___ GIVEN ENTRIES ___

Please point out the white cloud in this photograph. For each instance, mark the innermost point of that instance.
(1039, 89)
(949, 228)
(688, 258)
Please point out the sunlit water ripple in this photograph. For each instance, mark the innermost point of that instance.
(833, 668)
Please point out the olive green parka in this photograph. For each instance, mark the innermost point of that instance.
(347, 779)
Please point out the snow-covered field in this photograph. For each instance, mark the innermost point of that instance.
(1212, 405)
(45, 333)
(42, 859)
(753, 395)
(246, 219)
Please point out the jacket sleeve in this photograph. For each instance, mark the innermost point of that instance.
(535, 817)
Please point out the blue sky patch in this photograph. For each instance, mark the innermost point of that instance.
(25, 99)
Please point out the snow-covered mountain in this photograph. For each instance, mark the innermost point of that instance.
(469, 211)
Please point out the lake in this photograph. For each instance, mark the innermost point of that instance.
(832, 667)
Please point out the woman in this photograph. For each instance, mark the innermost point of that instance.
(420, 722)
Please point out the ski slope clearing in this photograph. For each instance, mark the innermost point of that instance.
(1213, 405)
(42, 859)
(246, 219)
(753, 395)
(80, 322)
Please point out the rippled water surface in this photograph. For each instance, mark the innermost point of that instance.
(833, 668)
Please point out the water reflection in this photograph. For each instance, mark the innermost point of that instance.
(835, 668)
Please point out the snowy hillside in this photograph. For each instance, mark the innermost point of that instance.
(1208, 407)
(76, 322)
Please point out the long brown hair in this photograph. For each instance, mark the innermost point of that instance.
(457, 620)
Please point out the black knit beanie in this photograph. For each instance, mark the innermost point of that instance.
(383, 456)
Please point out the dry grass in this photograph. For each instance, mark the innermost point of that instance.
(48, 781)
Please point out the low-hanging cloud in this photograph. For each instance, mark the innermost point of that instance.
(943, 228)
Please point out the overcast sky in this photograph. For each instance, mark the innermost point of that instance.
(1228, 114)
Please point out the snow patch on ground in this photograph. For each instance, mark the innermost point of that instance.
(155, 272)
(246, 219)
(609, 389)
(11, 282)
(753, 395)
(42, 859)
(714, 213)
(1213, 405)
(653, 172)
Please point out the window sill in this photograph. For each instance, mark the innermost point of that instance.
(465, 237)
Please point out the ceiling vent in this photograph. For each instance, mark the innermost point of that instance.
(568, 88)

___

## TO DO
Nothing but the lines from the one containing "Please point out the snow-covered mountain" through the last line of the listing should be output, each exactly as written.

## WRITTEN RESPONSE
Please point out the snow-covered mountain in this photograph. For each instance, mark the innermost point of that instance.
(469, 211)
Please point out the lake in this photograph. For each instance, mark the innermost point of that instance.
(832, 667)
Please point out the woman in this photograph. For each instance, mark the innermost point of that instance.
(420, 722)
Please point out the ski slope clearing in this photograph. For each instance, mark the innermost point of that instance.
(1213, 405)
(42, 859)
(246, 219)
(753, 395)
(80, 322)
Please point out the rippled water surface in this photograph. For each instance, mark the innermost point of that instance.
(833, 668)
Please point out the water reflection in this photograph. For each instance, mark the innermost point of that instance.
(835, 668)
Please point out the snowy hillside in this photograph. For each instance, mark the innermost point of that instance.
(1208, 407)
(76, 322)
Please point out the long brown hair in this photograph. For each instance, mark the innermost point of that instance.
(457, 620)
Please point out the black knit beanie in this photograph. For each instance, mark the innermost point of that instance.
(383, 456)
Please point out the dry grass in this photograph. For each instance, mark the innermost point of that instance.
(48, 781)
Please point out the low-hanging cloud in this photograph. For each instance, mark the innermost point of that instance.
(943, 228)
Please point out the overcast sky in this photograph. For each instance, mark the innermost point of that instance.
(1228, 114)
Please point out the snow patch on ground in this photograph. For each instance, mark the innermost point of that instance.
(155, 272)
(246, 219)
(609, 389)
(11, 282)
(753, 395)
(42, 859)
(714, 213)
(1213, 405)
(653, 172)
Please point out the window sill in this photograph. For each instance, mark the innermost point of that instance.
(465, 237)
Please point out the ceiling vent in this photograph. For each instance, mark the innermost point of that instance.
(568, 88)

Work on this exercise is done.